If the United States has remained a constitutional republic despite a government guarantee of health care for people over 65, it will remain a constitutional republic with a government guarantee of health care for people under 65. Obamacare will cost money the country doesn’t have, and that poses a serious fiscal problem. But it’s not as serious a fiscal problem as is posed by the existing programs, Medicare and Medicaid, which cover the people it costs most to cover. It’s not a problem so serious as to justify panic.

Yet panic has gripped the Republican rank-and-file since 2009—and instead of allaying panic, Republican leaders have aggravated and exploited it, to the point where the leaders are compelled to behave in ways they know to be irrational. In his speech to the “Bull Moose” convention of 1912, Teddy Roosevelt declared, “We stand at Armageddon and we battle for the Lord!” It’s a great line, but it’s not a mindset that leads to successful legislative outcomes.

•••

ABOUT THIS TASK:
Please answer these from the Obamacare passage:
(a) Which two existing programs does it call a more serious fiscal problem than Obamacare?
(b) Since what year has panic gripped the Republican rank-and-file?
(c) At what convention did Teddy Roosevelt give the speech it quotes?
The data plays no part in the work.

DATA BLOCK:
•••

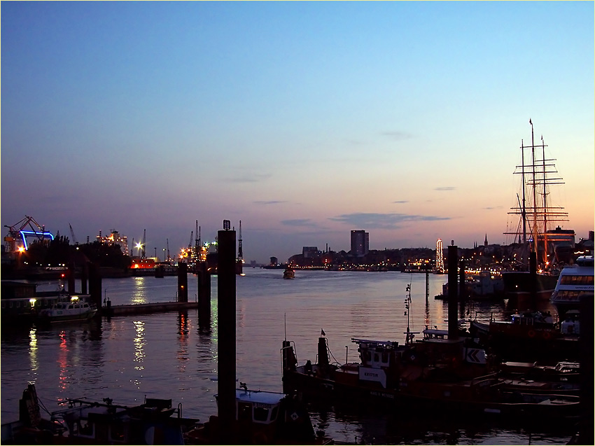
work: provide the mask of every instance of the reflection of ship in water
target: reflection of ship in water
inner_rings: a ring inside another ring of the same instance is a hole
[[[547,146],[541,137],[536,144],[533,123],[530,145],[521,144],[521,165],[514,174],[521,175],[521,188],[517,194],[517,206],[509,214],[519,216],[517,227],[505,234],[514,235],[519,244],[514,271],[503,272],[505,291],[507,294],[531,294],[534,298],[548,298],[556,281],[557,263],[572,260],[575,232],[554,223],[568,221],[564,207],[552,205],[550,186],[563,184],[554,159],[547,159]],[[530,260],[531,258],[531,260]],[[534,262],[534,263],[533,263]]]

•••

SOLVED PROBLEM:
(a) Medicare and Medicaid
(b) 2009
(c) The "Bull Moose" convention of 1912